(Point-based annotation records)

------------------------------------

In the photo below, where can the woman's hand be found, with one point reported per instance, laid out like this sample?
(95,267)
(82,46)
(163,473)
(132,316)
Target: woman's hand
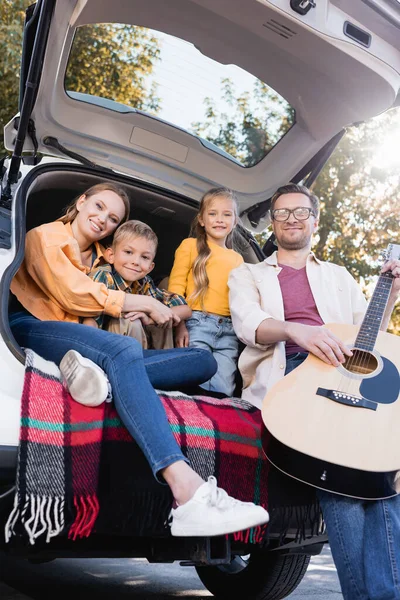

------------------------------------

[Written problem]: Repeat every record above word for word, omitting the pictures.

[Final result]:
In the photo below, where can the woman's hand be found, with one point reported per instance, laid out like this sample?
(95,267)
(82,46)
(163,473)
(132,316)
Target: woman's hand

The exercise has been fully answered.